▶ [Entries about finding named things]
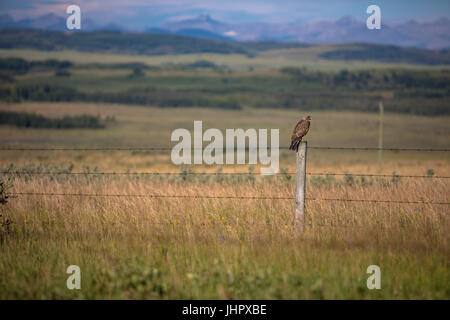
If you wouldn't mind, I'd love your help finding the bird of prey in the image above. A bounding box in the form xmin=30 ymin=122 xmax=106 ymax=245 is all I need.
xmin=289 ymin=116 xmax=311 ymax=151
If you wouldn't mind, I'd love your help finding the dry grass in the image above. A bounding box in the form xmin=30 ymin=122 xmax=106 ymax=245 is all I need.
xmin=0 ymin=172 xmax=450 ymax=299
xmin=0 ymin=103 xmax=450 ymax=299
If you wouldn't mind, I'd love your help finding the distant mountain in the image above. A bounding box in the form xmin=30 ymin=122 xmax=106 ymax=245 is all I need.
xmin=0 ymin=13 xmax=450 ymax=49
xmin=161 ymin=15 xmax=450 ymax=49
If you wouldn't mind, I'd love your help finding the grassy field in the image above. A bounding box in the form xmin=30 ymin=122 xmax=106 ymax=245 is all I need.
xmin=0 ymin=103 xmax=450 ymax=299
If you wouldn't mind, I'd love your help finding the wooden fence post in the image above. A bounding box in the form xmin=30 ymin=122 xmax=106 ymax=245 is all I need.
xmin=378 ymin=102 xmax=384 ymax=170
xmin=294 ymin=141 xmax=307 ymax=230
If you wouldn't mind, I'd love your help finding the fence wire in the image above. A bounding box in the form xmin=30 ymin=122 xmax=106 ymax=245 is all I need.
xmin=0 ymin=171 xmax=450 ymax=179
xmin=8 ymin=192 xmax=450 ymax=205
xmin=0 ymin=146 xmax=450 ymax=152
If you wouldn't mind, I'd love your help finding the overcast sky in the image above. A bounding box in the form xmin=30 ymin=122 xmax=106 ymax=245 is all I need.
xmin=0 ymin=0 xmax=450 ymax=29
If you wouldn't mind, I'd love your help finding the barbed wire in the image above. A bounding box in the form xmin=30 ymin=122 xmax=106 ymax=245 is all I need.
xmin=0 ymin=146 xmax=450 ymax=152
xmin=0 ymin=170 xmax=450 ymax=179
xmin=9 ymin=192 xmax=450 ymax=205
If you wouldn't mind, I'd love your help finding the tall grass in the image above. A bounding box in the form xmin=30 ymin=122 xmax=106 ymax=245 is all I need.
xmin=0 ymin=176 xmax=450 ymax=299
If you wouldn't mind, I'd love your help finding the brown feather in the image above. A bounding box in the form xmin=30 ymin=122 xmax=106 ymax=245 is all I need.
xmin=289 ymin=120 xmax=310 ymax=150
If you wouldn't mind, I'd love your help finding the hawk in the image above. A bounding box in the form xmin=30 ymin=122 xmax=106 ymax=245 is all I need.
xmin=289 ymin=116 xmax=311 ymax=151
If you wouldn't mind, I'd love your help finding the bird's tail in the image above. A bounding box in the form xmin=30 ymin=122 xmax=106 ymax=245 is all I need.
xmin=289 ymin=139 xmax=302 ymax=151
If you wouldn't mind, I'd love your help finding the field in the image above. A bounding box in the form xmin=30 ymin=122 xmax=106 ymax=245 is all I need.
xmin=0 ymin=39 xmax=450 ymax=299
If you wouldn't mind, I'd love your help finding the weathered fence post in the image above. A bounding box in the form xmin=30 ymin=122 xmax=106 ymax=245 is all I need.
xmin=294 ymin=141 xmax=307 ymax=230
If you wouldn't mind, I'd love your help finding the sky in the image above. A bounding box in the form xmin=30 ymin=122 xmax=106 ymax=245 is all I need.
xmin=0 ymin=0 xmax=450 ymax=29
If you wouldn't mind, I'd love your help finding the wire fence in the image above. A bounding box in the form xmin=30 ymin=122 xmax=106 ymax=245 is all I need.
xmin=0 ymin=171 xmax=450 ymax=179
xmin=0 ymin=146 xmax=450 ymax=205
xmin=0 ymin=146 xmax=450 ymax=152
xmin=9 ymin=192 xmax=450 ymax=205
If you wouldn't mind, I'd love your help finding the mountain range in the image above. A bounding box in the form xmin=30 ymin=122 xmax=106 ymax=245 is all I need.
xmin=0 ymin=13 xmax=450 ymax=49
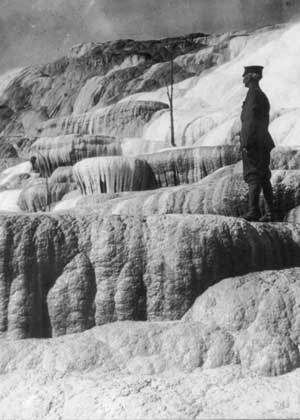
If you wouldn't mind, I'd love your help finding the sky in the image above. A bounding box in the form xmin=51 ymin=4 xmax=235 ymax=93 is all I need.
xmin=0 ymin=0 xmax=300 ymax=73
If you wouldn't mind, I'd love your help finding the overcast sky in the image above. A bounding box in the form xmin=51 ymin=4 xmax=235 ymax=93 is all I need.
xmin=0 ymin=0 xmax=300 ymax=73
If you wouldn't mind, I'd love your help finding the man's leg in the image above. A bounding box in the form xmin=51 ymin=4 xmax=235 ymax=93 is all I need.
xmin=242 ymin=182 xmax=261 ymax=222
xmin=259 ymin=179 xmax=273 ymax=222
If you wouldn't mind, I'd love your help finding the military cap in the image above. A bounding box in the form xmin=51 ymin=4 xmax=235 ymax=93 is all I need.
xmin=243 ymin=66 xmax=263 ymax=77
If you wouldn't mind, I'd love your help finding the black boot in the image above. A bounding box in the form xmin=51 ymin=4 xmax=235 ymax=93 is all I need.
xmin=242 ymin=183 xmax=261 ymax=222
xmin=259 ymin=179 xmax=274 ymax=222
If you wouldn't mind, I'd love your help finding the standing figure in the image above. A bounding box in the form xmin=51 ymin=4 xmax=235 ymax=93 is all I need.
==
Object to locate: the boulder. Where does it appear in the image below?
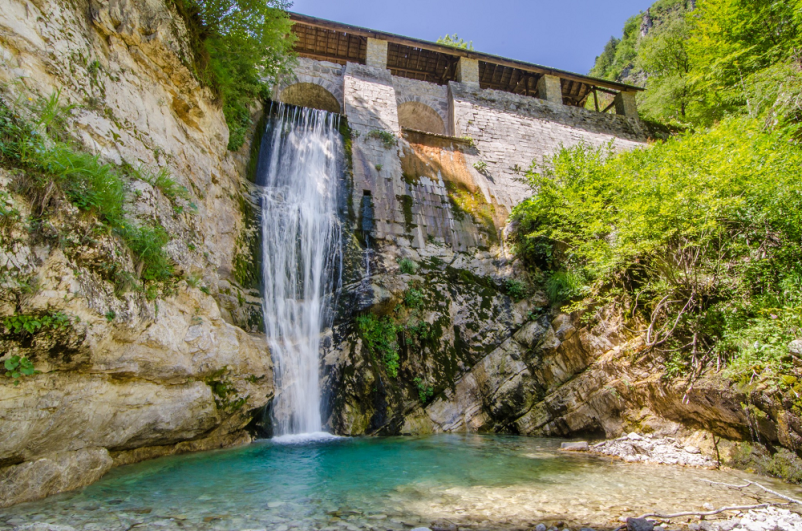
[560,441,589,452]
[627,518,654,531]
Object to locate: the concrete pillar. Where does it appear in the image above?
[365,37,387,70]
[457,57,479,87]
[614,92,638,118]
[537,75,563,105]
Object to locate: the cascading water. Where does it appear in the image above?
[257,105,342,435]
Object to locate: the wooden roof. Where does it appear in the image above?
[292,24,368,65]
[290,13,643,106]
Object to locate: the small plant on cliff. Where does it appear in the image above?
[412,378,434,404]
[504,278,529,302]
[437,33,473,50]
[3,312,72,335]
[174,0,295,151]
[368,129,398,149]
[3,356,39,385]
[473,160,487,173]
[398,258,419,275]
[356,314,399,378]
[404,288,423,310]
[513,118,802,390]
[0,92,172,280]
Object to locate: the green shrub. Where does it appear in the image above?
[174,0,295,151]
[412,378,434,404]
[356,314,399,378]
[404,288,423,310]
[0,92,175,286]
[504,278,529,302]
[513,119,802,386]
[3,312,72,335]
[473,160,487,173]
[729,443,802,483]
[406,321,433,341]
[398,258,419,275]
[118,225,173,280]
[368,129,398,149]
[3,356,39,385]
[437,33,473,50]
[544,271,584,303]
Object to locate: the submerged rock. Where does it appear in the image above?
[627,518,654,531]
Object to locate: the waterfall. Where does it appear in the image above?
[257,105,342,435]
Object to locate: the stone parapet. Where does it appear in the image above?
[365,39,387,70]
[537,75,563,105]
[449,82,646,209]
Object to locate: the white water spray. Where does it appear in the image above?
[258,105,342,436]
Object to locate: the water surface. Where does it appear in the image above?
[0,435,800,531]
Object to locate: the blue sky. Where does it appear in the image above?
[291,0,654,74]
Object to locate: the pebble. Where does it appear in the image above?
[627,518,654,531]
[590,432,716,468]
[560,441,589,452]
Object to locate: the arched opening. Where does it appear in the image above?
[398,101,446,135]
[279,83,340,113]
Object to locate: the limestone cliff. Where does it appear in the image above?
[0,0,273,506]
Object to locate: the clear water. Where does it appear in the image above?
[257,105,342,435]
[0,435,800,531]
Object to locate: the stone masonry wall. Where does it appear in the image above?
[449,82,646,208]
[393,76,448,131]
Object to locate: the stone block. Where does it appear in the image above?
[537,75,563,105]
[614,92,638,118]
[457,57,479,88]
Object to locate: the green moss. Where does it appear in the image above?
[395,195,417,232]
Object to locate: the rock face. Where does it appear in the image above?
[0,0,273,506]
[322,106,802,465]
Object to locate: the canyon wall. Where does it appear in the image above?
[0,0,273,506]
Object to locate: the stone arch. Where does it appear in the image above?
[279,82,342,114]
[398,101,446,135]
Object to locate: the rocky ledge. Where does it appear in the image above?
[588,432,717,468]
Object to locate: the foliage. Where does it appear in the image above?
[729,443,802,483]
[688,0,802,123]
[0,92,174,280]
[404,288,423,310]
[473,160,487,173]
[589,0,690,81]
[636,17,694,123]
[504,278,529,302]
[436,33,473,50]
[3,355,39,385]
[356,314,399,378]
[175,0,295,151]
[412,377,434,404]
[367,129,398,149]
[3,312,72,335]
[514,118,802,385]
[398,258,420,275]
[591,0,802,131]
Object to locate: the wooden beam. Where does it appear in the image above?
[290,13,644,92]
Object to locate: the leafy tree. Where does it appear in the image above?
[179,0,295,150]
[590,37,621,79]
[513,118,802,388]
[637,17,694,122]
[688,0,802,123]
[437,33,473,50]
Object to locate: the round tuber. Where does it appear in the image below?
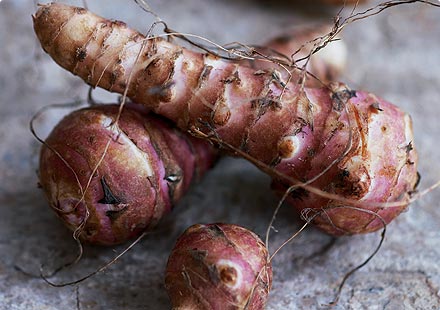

▶ [Given problem] Repeat, word for word, the lines from the one containing "Object to locate: the stone arch." through the one containing "[588,432,717,468]".

▶ [Answer for this exercise]
Object to locate: the stone arch. Where does it appear in the image above?
[279,82,342,114]
[398,101,446,135]
Object to locate: the rocky ledge. Where does it appear in the image above?
[588,432,717,468]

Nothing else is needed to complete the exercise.